_Material for this exercise_:
--- BEGIN ---

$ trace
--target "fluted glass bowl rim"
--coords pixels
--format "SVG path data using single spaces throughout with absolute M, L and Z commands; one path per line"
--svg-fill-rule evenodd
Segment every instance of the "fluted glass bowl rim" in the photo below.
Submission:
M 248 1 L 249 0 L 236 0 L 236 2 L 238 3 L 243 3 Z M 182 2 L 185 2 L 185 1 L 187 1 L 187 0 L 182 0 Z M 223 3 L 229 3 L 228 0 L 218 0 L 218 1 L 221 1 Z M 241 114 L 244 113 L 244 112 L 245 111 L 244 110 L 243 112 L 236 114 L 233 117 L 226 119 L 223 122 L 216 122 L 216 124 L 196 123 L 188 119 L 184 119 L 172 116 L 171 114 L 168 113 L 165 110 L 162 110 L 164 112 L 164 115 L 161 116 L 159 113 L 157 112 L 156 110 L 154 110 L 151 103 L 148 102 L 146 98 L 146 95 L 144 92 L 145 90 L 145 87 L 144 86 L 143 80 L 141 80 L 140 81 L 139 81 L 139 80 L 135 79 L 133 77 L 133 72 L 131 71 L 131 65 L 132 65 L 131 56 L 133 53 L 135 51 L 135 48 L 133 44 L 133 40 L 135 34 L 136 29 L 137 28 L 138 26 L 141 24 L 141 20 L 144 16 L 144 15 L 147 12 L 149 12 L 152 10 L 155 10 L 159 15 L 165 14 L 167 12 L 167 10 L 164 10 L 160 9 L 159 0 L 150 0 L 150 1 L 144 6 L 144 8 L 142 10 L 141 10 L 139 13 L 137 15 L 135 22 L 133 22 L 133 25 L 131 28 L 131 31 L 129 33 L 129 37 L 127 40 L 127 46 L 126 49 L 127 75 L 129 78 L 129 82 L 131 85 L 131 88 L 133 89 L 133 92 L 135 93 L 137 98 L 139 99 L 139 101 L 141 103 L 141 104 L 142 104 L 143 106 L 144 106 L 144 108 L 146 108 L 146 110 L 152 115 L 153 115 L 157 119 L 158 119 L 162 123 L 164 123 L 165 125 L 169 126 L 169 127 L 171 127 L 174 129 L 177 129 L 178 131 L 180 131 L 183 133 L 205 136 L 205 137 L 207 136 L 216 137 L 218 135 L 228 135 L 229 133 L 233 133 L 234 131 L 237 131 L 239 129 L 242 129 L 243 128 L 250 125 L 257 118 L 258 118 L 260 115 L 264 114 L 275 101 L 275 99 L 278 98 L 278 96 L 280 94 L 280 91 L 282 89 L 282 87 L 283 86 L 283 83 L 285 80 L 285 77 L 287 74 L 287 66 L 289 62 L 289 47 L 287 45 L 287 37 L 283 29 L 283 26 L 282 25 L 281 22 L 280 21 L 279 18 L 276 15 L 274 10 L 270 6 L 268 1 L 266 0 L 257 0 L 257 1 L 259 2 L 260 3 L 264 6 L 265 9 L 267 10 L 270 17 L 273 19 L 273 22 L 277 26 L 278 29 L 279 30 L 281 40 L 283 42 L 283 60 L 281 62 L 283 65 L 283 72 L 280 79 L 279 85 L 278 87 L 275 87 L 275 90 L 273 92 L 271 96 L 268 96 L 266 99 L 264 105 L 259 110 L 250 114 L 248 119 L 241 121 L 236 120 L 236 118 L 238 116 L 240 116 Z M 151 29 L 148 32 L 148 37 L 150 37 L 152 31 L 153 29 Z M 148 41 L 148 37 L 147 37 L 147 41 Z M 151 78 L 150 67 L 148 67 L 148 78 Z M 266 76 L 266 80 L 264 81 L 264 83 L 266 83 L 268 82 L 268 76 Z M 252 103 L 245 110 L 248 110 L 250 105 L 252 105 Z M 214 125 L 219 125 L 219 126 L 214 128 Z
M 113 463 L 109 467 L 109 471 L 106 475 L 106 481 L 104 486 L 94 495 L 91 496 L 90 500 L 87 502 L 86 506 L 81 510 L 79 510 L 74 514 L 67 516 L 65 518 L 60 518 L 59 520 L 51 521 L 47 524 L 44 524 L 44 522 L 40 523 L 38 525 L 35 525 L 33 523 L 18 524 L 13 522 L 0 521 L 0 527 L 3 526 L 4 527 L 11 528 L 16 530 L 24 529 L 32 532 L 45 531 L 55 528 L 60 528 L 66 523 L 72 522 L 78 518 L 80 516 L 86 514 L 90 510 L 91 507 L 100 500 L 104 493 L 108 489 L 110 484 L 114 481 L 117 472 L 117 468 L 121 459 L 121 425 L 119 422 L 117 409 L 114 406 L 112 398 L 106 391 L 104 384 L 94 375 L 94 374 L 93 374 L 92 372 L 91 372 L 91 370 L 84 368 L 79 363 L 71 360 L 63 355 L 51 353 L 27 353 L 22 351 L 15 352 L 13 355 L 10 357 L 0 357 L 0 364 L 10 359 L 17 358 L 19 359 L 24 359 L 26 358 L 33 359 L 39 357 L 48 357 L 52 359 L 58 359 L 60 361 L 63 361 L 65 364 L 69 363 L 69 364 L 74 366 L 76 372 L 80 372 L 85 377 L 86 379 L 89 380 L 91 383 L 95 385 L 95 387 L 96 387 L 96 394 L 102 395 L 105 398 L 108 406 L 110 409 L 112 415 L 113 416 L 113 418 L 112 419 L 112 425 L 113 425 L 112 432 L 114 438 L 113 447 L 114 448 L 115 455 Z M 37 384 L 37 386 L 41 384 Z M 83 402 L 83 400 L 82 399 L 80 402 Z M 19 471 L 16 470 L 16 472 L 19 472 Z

--- END ---

_Required work_: Return every line of the entries above that contains the string "glass", copying each line in full.

_Worked answer_:
--target "fluted glass bowl rim"
Segment every instance of the "fluted glass bowl rim" in the photo below.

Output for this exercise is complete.